Extract every line of the items below that contains the word "tree", matching case exactly.

● ● ●

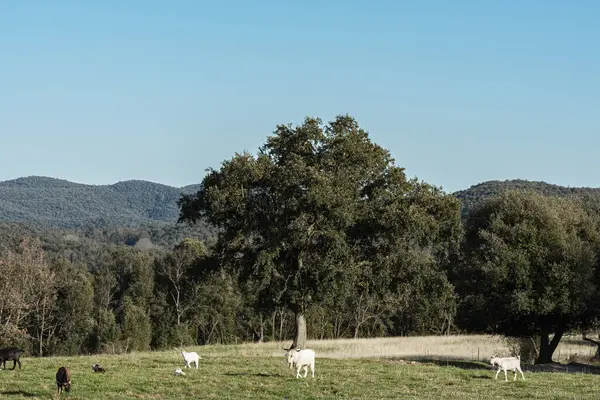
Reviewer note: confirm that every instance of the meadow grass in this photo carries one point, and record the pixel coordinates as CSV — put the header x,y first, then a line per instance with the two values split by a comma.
x,y
345,369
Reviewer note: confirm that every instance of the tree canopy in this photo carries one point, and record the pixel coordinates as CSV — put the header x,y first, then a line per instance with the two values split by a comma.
x,y
530,267
321,211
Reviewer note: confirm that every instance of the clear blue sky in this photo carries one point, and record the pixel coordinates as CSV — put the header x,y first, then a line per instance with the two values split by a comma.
x,y
459,91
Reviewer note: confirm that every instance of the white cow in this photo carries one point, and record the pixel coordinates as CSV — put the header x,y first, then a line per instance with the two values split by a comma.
x,y
301,359
189,358
507,363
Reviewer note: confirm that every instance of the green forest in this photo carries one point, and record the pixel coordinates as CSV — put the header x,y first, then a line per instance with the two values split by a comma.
x,y
320,234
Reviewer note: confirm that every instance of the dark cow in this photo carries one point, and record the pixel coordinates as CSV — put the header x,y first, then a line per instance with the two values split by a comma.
x,y
97,368
63,379
11,353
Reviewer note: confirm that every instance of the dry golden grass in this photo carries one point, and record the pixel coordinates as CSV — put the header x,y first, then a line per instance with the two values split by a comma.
x,y
458,347
345,369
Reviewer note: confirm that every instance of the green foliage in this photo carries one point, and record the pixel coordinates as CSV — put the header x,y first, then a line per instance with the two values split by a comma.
x,y
58,203
473,196
226,374
322,213
530,266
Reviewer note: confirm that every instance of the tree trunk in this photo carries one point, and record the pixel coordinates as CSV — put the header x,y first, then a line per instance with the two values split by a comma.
x,y
596,343
261,332
300,340
548,346
357,330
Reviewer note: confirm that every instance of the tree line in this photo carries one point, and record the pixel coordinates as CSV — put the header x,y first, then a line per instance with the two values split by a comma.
x,y
319,235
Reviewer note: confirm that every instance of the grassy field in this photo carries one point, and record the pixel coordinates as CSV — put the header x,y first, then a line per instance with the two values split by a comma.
x,y
349,369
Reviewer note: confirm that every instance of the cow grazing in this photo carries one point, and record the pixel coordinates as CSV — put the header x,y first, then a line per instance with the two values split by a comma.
x,y
507,364
63,379
97,368
301,359
11,353
189,358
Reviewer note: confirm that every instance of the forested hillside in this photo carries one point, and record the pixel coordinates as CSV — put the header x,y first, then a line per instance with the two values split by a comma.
x,y
322,236
477,193
56,203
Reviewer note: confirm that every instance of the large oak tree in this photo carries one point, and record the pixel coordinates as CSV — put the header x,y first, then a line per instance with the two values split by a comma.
x,y
322,211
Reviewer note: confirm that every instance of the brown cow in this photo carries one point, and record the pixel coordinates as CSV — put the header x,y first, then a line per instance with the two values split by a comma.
x,y
63,379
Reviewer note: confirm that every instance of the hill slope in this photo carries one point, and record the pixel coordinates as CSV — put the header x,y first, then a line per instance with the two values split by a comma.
x,y
472,196
59,203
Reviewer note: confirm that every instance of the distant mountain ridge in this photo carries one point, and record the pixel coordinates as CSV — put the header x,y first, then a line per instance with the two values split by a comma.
x,y
475,194
58,203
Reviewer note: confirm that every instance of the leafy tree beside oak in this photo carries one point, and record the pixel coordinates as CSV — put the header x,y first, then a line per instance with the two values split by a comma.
x,y
322,213
530,268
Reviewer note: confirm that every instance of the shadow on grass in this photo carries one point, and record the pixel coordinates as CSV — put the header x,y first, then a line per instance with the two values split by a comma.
x,y
260,374
17,393
571,368
463,364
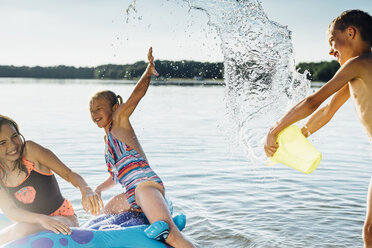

● ● ●

Response to the exercise
Reviewer note: confirm that every instance of the tree canopy in this photo carries one point, and record the pixel coordinates as CSV — put the header x,y first, then a line per instance with the two values split by a comma.
Reviewer note: confirm that every instance of the tree trunk in this photo carries one point, and record the pixel coordinates as CSV — put the header x,y first, then a line per instance with the two values split by a comma.
Reviewer note: confirm that every instance of the tree line in this photo carries one point, and record the pixel coordinates as CSV — put the header x,y first, then a line per instance with the two values split by a comma.
Reviewer note: confirm that every instance of the large oak tree in this photo carries one point, and record the pixel coordinates as CSV — put the header x,y first, then a line per instance with the two values split by a comma.
Reviewer note: confirm that every instance of the leafy tree beside oak in this photo carries one point, and record the pixel coordinates as CSV — put the header x,y first, then a line per instance with the two values split by a comma.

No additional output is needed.